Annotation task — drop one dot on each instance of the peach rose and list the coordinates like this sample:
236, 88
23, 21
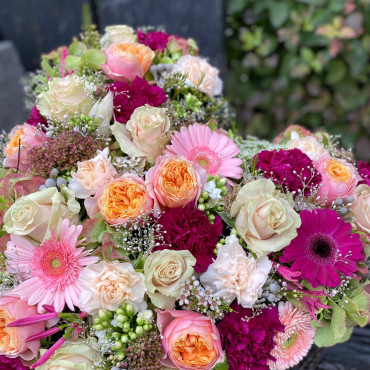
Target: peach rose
145, 134
91, 175
265, 217
199, 74
235, 275
122, 200
361, 208
339, 179
190, 340
174, 181
106, 285
125, 61
13, 340
22, 140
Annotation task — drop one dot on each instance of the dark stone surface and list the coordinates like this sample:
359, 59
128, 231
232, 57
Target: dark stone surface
12, 110
39, 26
202, 20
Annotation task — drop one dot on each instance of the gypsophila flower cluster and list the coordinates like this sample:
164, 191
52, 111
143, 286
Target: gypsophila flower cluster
197, 298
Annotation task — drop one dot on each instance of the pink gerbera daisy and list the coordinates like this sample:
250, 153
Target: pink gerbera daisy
324, 248
51, 269
293, 344
213, 151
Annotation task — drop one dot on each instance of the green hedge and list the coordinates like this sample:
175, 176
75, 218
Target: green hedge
300, 61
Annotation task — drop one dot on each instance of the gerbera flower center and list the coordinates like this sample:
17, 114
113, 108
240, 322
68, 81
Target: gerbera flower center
321, 248
206, 158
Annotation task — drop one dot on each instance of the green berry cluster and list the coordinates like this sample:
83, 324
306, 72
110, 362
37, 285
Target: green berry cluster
122, 326
83, 123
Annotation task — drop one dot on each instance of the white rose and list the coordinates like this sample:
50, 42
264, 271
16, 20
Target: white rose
165, 274
145, 134
65, 97
118, 34
36, 214
265, 217
235, 275
106, 285
199, 74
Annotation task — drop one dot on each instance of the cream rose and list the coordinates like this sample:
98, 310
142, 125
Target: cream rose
310, 146
65, 97
145, 134
36, 214
361, 208
91, 175
265, 217
165, 274
116, 34
106, 285
235, 275
72, 355
199, 74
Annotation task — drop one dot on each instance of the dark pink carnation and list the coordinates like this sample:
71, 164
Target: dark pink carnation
7, 363
188, 228
156, 40
364, 171
289, 168
129, 97
248, 343
36, 118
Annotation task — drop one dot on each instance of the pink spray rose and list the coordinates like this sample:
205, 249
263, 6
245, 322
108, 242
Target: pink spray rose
22, 139
127, 61
339, 179
13, 339
190, 340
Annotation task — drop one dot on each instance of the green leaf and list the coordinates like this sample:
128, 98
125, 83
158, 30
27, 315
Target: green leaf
279, 13
94, 58
228, 220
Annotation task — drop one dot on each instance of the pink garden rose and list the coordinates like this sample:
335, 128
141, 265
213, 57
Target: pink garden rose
190, 340
13, 340
127, 61
22, 138
339, 179
175, 181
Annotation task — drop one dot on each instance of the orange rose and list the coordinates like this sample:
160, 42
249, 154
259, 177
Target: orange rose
120, 201
175, 181
126, 61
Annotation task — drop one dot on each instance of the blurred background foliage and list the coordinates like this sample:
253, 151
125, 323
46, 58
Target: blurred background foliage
301, 62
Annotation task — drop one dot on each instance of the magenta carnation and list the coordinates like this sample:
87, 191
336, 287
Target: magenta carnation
36, 118
248, 344
188, 228
364, 171
290, 169
324, 248
156, 40
129, 97
7, 363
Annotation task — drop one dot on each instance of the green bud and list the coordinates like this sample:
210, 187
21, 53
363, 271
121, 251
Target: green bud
139, 320
130, 309
126, 327
122, 318
139, 330
132, 336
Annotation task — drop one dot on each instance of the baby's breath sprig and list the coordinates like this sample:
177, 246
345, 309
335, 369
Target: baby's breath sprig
197, 298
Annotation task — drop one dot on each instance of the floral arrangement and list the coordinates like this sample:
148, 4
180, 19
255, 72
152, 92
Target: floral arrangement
139, 232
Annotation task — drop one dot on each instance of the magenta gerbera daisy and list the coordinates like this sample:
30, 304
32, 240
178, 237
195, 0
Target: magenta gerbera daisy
213, 151
324, 248
51, 269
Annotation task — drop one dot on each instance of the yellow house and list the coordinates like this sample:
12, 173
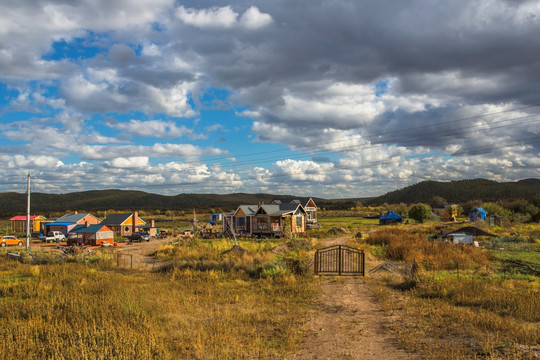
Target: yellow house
18, 223
124, 224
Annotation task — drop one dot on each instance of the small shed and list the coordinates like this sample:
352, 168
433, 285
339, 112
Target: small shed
390, 218
214, 218
18, 223
477, 214
464, 235
93, 235
460, 238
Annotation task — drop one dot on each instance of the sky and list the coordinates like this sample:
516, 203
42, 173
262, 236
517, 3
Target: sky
326, 98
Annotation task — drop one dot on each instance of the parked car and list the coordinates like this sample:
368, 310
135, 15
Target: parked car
53, 236
10, 240
139, 236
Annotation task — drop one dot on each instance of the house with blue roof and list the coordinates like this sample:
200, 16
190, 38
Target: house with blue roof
390, 217
477, 214
266, 220
93, 235
68, 222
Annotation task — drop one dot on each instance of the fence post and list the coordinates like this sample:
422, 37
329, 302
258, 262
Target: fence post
339, 259
363, 263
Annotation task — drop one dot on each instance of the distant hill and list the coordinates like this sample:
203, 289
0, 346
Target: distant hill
121, 200
461, 191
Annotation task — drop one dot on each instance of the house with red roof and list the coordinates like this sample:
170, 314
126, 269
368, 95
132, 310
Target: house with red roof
18, 223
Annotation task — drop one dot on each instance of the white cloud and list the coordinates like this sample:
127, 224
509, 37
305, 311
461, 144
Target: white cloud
129, 162
223, 17
254, 19
151, 128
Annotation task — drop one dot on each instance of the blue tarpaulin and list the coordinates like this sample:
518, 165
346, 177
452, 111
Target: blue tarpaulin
477, 214
389, 217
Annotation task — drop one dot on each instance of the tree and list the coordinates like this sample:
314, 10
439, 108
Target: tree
437, 200
420, 212
496, 209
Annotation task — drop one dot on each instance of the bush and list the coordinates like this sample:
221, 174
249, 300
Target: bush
420, 212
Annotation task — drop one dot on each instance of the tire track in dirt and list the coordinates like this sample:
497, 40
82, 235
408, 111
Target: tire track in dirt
348, 323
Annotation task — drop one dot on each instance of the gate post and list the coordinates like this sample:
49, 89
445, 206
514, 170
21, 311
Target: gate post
339, 260
316, 262
363, 263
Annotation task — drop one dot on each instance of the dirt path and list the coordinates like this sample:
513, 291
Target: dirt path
348, 323
140, 253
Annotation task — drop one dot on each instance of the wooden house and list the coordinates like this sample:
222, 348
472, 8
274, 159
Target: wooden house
266, 220
93, 235
309, 207
446, 212
124, 224
18, 223
68, 222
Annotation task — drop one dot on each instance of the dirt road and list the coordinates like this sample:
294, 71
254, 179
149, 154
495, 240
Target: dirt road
140, 254
348, 323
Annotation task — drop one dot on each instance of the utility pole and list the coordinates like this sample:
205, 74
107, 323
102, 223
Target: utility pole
28, 215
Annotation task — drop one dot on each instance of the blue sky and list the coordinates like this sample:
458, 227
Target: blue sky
341, 99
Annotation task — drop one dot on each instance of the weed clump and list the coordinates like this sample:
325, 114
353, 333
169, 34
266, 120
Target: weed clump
409, 246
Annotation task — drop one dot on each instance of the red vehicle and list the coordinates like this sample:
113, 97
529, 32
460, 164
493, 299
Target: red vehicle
10, 240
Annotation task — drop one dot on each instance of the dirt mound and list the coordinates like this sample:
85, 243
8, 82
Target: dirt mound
291, 245
235, 250
337, 231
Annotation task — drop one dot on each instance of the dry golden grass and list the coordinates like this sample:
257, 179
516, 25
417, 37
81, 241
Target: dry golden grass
476, 311
411, 244
71, 310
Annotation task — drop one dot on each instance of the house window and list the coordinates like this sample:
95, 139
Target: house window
275, 225
241, 223
262, 224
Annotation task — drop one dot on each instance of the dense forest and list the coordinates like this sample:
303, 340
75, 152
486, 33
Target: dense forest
453, 192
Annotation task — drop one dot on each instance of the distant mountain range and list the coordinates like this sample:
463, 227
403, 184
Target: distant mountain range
120, 200
461, 191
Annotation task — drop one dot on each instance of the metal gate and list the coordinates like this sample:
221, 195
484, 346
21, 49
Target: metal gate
340, 260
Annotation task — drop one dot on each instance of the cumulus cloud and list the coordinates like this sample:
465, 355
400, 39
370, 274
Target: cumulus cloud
130, 162
360, 94
223, 17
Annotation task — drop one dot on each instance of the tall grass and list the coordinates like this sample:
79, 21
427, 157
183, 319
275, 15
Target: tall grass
73, 310
413, 246
255, 260
448, 312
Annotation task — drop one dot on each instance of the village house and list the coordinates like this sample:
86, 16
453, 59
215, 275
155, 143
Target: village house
477, 214
446, 212
309, 207
124, 224
93, 235
266, 220
18, 223
68, 222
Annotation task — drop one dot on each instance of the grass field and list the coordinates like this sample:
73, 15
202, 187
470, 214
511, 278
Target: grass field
461, 303
71, 310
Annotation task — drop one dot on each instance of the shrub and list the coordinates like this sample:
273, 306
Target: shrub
413, 246
420, 212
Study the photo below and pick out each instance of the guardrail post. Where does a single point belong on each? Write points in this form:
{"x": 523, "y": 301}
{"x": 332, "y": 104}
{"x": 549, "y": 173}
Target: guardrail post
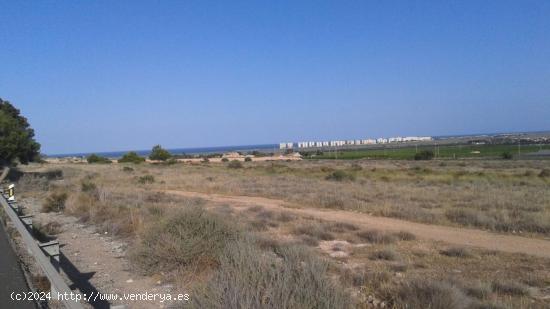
{"x": 51, "y": 249}
{"x": 45, "y": 254}
{"x": 15, "y": 207}
{"x": 27, "y": 220}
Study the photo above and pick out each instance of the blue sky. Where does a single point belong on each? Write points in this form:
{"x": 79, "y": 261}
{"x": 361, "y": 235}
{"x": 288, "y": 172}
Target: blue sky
{"x": 119, "y": 75}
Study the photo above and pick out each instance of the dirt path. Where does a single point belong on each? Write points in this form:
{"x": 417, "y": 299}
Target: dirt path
{"x": 448, "y": 234}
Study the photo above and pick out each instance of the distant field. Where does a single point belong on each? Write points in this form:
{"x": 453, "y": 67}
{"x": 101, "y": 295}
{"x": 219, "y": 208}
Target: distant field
{"x": 455, "y": 151}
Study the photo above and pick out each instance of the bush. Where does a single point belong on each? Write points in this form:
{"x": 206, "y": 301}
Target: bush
{"x": 545, "y": 173}
{"x": 87, "y": 186}
{"x": 189, "y": 236}
{"x": 131, "y": 157}
{"x": 247, "y": 278}
{"x": 55, "y": 202}
{"x": 316, "y": 231}
{"x": 510, "y": 288}
{"x": 93, "y": 158}
{"x": 457, "y": 252}
{"x": 235, "y": 164}
{"x": 424, "y": 155}
{"x": 376, "y": 237}
{"x": 159, "y": 154}
{"x": 146, "y": 179}
{"x": 507, "y": 155}
{"x": 420, "y": 294}
{"x": 407, "y": 236}
{"x": 340, "y": 175}
{"x": 386, "y": 254}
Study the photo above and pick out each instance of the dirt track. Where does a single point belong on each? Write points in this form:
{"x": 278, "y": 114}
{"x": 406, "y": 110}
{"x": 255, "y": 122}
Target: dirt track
{"x": 447, "y": 234}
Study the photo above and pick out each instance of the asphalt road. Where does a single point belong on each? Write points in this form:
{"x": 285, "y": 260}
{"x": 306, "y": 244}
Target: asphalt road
{"x": 11, "y": 276}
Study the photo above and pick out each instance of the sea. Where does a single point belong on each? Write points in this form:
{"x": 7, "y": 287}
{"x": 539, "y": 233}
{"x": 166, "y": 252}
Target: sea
{"x": 266, "y": 148}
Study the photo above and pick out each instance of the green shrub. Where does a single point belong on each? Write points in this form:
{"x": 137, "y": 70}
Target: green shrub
{"x": 424, "y": 155}
{"x": 340, "y": 175}
{"x": 131, "y": 157}
{"x": 190, "y": 236}
{"x": 235, "y": 164}
{"x": 87, "y": 186}
{"x": 247, "y": 278}
{"x": 507, "y": 155}
{"x": 93, "y": 158}
{"x": 55, "y": 202}
{"x": 146, "y": 179}
{"x": 159, "y": 154}
{"x": 386, "y": 254}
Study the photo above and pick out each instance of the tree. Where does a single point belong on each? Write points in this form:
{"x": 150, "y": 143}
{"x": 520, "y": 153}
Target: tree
{"x": 17, "y": 143}
{"x": 159, "y": 153}
{"x": 131, "y": 157}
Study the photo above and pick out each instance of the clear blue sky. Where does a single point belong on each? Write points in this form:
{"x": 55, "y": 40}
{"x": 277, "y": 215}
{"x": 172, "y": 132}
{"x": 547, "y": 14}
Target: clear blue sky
{"x": 119, "y": 75}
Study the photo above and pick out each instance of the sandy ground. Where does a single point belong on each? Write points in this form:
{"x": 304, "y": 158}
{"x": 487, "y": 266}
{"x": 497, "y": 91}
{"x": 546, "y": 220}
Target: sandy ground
{"x": 451, "y": 235}
{"x": 96, "y": 262}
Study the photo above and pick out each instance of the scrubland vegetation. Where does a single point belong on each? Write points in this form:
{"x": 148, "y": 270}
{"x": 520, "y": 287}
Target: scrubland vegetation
{"x": 253, "y": 257}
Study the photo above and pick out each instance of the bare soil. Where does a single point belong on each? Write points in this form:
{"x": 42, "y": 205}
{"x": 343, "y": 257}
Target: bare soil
{"x": 451, "y": 235}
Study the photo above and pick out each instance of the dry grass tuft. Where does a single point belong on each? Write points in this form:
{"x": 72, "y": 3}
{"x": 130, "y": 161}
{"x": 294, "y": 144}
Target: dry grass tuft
{"x": 376, "y": 237}
{"x": 385, "y": 254}
{"x": 460, "y": 252}
{"x": 55, "y": 202}
{"x": 314, "y": 230}
{"x": 510, "y": 288}
{"x": 421, "y": 294}
{"x": 406, "y": 236}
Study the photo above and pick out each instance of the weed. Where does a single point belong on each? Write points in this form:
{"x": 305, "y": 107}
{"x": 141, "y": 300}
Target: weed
{"x": 376, "y": 237}
{"x": 55, "y": 202}
{"x": 510, "y": 288}
{"x": 146, "y": 179}
{"x": 386, "y": 254}
{"x": 460, "y": 252}
{"x": 420, "y": 294}
{"x": 340, "y": 175}
{"x": 235, "y": 164}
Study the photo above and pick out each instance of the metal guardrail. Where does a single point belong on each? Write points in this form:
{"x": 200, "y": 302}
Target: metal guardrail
{"x": 23, "y": 225}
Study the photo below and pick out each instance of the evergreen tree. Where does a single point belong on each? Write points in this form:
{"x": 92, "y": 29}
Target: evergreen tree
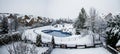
{"x": 5, "y": 25}
{"x": 38, "y": 40}
{"x": 80, "y": 22}
{"x": 16, "y": 22}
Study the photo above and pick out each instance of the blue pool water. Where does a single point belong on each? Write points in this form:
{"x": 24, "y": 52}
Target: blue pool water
{"x": 57, "y": 33}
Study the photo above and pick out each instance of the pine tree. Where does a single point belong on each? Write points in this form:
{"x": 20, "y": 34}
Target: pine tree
{"x": 38, "y": 40}
{"x": 80, "y": 22}
{"x": 5, "y": 25}
{"x": 113, "y": 34}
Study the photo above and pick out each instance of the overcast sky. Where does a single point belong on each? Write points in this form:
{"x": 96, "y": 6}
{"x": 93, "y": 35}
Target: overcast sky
{"x": 58, "y": 8}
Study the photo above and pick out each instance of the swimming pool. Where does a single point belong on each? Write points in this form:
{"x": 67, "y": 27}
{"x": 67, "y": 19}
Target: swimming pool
{"x": 57, "y": 33}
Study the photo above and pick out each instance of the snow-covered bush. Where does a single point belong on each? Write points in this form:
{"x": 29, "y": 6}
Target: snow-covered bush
{"x": 22, "y": 48}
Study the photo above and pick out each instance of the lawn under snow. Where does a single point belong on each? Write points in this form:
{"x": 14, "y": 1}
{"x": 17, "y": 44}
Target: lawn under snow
{"x": 99, "y": 50}
{"x": 4, "y": 49}
{"x": 31, "y": 34}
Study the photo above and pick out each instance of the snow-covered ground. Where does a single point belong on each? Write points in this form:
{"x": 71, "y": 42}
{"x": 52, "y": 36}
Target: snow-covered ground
{"x": 31, "y": 34}
{"x": 4, "y": 49}
{"x": 99, "y": 50}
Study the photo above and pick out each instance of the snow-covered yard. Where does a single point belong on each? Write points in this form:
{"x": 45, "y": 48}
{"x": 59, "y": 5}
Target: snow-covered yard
{"x": 99, "y": 50}
{"x": 4, "y": 49}
{"x": 73, "y": 39}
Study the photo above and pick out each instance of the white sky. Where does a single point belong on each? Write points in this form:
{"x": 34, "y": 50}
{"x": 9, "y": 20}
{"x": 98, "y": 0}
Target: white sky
{"x": 58, "y": 8}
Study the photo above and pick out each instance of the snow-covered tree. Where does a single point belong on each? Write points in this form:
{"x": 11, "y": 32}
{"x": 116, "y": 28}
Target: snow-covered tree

######

● ASSIGNED TASK
Print only these lines, exactly: the one containing "Target: snow-covered ground" and all after it to the end of the entries.

● RESULT OF THE TASK
Target: snow-covered ground
{"x": 31, "y": 34}
{"x": 4, "y": 49}
{"x": 99, "y": 50}
Study the photo above and pick out each instance of the snow-covered yard. Where does a single point belong on each? Write points in this form:
{"x": 45, "y": 48}
{"x": 59, "y": 5}
Target: snow-covered yard
{"x": 99, "y": 50}
{"x": 4, "y": 49}
{"x": 73, "y": 39}
Study the photo above and pick out each instance of the white sky. Where does a single point belong on each? Write points in this form:
{"x": 34, "y": 50}
{"x": 9, "y": 20}
{"x": 98, "y": 0}
Target: white sky
{"x": 58, "y": 8}
Study the photo above and pick out each instance of the snow-covered tree. Where does a single point belong on each? Write points in this form:
{"x": 11, "y": 32}
{"x": 116, "y": 28}
Target: snow-covered tree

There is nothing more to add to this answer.